Given text
BEGIN
A somewhat similar situation arose in 1982 when the Israeli army invaded Lebanon in pursuit of Palestinian fighters who had precipitated violence along Israel's northern border. Unknown to Washington and apparently to Israel's cabinet, Israeli forces moved all the way to Beirut and engaged in a fierce and costly street battle with the Palestinians.
The Israeli leader who planned this invasion without informing Washington was Ariel Sharon, defense minister at that time.
Reluctantly, President Reagan was persuaded to send U.S. Marines to Beirut to help separate the Palestinian and Israeli forces while negotiations took place to arrange their withdrawal from Lebanon.
Meanwhile, a massacre of hundreds of PLO dependents took place in refugee camps near Beirut, with the complicity of Israeli troops, and Sharon was later cited by his own government for failure to prevent it.
The climax came in late October 1983 when 241 Marines were killed in their barracks by a car bomb carried by Muslim extremists who claimed that Washington was aiding Israel's occupation of Lebanon. The American public and Congress were outraged and demanded a U.S. withdrawal from this Lebanese quagmire.
The Marines were soon withdrawn, in a humiliating way and over the protests of Israel, which thought it had assurances that these troops would remain in Lebanon.
This episode was reminiscent of the U.S. ouster from Vietnam only nine years earlier and underlined a painful lesson: It is much easier to send troops into a dangerous situation than it is to get them out.
Sharon is also the person most responsible for triggering the current fighting in the West Bank and Gaza. Last September he dramatically led a group of security forces to the Muslim holy place, Temple Mount in Jerusalem, in defiance of Barak's efforts to make peace with the Palestine Liberation Authority (PLA). Palestinian outrage was great and resulted in the current intifada violence.
If Sharon becomes prime minister next month, President Bush will face a dangerous challenge in the Middle East. Fortunately, his National Security Council--Dick Cheney, Colin Powell, Donald Rumsfeld, and Condoleezza Rice--is an experienced team in dealing with international crises. Powell, a decorated Vietnam War veteran and chairman of the Joint Chiefs of Staff during the Gulf War, is known for caution in using U.S. troops abroad. Cheney and Rumsfeld are experienced in dealing with national security issues, and Rice was a key member of former president Bush's NSC staff.
George W. Bush will be cautious about agreeing to send U.S. troops to the Near East to keep peace, unless there is willingness by both Israel and the PLA to accept a settlement that includes a division of Jerusalem, assignment of the West Bank and Gaza to a Palestinian state, and provision for a limited number refugees to return to their homes in Israel. If the United States is seen as supporting Israel instead of being the honest broker in this situation, there is little doubt that Arab governments will display their displeasure with Washington.
This is not the preferred way for any new administration to get started.
But the world does not stand still while America sorts out its transition of power to a new president. How President Bush handles this looming Middle East crisis will tell us a great deal about the kind of foreign policy posture that he will establish for the next four years.
END
Check your understanding
A - Answer each question from the commentary.
(i) How many Marines were killed in their barracks in late October 1983?
(ii) What position did Ariel Sharon hold at the time of the 1982 invasion?
(iii) To what holy place did Sharon lead a group of security forces last September?
B - Rewrite the commentary between "The climax came" and "get them out.", inclusive, and rename "Marines" as "soldiers".
Answer using only the commentary.

Data provided
BEGIN
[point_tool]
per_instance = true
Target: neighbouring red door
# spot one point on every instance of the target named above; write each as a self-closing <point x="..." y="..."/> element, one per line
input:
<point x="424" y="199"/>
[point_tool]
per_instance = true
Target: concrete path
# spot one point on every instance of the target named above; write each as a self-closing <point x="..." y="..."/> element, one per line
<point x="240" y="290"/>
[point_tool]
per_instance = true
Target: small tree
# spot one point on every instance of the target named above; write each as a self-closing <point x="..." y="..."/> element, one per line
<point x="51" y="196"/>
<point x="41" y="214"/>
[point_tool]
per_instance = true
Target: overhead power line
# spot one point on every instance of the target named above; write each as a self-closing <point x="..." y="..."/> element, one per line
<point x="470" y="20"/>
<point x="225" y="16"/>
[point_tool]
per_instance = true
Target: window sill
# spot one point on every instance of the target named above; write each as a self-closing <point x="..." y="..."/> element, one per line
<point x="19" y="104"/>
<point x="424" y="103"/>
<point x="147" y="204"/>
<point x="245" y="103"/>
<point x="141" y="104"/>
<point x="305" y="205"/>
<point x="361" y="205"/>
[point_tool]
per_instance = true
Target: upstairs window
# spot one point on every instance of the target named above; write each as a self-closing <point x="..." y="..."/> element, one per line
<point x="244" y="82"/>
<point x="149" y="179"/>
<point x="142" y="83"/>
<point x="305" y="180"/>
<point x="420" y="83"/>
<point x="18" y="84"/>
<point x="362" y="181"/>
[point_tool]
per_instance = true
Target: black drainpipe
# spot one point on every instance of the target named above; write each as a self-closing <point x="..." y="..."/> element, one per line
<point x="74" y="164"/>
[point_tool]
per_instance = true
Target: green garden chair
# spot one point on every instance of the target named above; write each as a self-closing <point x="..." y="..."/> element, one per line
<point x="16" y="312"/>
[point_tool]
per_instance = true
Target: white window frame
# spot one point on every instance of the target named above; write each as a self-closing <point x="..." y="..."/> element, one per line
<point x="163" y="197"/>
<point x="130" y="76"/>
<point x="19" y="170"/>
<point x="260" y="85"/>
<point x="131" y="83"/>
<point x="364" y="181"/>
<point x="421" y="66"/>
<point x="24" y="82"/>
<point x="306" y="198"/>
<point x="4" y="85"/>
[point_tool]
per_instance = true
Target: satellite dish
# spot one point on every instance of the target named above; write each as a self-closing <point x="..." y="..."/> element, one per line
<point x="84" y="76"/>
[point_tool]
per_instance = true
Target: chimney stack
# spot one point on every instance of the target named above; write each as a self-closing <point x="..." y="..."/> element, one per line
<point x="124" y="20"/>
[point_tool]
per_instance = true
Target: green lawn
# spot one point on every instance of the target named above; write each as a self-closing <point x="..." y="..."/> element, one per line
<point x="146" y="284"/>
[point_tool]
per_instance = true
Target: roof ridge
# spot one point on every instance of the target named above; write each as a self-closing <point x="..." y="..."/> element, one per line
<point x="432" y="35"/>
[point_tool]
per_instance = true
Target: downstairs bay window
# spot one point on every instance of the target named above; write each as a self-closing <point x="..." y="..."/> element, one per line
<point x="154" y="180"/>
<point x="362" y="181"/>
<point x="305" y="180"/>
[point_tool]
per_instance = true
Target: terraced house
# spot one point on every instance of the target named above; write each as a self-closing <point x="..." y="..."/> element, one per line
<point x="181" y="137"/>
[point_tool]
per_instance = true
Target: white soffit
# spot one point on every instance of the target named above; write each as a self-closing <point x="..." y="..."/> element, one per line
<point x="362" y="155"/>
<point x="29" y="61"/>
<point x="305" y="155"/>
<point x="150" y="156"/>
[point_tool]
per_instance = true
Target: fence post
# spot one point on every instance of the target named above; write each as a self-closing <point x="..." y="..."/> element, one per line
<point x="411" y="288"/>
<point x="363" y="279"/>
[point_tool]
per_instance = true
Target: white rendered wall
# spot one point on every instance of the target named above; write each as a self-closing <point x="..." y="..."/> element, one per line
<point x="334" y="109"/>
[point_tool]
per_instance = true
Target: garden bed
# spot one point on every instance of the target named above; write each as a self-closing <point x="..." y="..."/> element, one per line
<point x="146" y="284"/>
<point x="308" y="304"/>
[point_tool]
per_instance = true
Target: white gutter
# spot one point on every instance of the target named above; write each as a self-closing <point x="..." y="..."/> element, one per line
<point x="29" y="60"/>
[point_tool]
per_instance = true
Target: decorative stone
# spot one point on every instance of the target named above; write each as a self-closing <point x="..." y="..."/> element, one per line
END
Responses for each task
A -
(i) 241
(ii) Defense minister
(iii) Temple Mount in Jerusalem

B -
The climax came in late October 1983 when 241 soldiers were killed in their barracks by a car bomb carried by Muslim extremists who claimed that Washington was aiding Israel's occupation of Lebanon. The American public and Congress were outraged and demanded a U.S. withdrawal from this Lebanese quagmire.
The soldiers were soon withdrawn, in a humiliating way and over the protests of Israel, which thought it had assurances that these troops would remain in Lebanon.
This episode was reminiscent of the U.S. ouster from Vietnam only nine years earlier and underlined a painful lesson: It is much easier to send troops into a dangerous situation than it is to get them out.